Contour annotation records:
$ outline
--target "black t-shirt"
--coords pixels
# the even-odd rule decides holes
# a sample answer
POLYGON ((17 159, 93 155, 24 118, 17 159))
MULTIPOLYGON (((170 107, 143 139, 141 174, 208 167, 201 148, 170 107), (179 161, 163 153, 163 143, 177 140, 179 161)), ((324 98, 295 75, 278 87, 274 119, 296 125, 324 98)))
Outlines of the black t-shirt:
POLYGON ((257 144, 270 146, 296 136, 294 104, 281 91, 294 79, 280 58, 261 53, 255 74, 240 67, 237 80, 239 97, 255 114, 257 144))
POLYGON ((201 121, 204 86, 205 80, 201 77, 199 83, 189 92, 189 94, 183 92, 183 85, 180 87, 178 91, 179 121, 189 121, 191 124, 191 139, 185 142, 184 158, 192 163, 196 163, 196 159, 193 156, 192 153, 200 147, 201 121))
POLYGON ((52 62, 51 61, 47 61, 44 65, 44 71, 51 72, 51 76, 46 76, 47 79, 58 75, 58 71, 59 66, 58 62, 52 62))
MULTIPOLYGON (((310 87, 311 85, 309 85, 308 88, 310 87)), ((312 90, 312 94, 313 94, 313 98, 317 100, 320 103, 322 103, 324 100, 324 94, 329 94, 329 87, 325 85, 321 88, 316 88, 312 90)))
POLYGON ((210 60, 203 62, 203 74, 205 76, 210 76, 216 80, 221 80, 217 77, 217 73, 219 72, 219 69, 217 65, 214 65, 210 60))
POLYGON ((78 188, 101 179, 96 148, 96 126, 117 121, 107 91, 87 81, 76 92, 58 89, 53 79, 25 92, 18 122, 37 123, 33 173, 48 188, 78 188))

Your instructions
Reproduce without alteration every line from the start of the rows above down to and including the line that contains "POLYGON ((52 62, 51".

Answer to the problem
$ outline
--target "black t-shirt"
--coords pixels
# the even-odd rule decides holes
# a sample answer
POLYGON ((17 159, 93 155, 24 118, 17 159))
MULTIPOLYGON (((170 107, 143 139, 141 174, 208 167, 201 148, 170 107), (179 161, 163 153, 163 143, 177 140, 179 161)), ((324 98, 295 75, 278 87, 274 119, 296 125, 324 98)))
Outlines of the black t-shirt:
POLYGON ((257 144, 270 146, 296 136, 294 104, 281 91, 294 79, 280 58, 261 53, 255 74, 240 67, 237 80, 239 97, 255 114, 257 144))
POLYGON ((201 121, 204 86, 205 80, 201 77, 199 83, 189 92, 189 94, 183 92, 183 85, 180 87, 178 91, 179 121, 189 121, 191 124, 191 139, 185 142, 184 158, 192 163, 196 163, 196 159, 193 156, 192 153, 200 147, 201 121))
POLYGON ((52 62, 51 61, 47 61, 44 65, 44 71, 51 72, 51 76, 46 76, 47 79, 58 75, 58 71, 59 66, 58 62, 52 62))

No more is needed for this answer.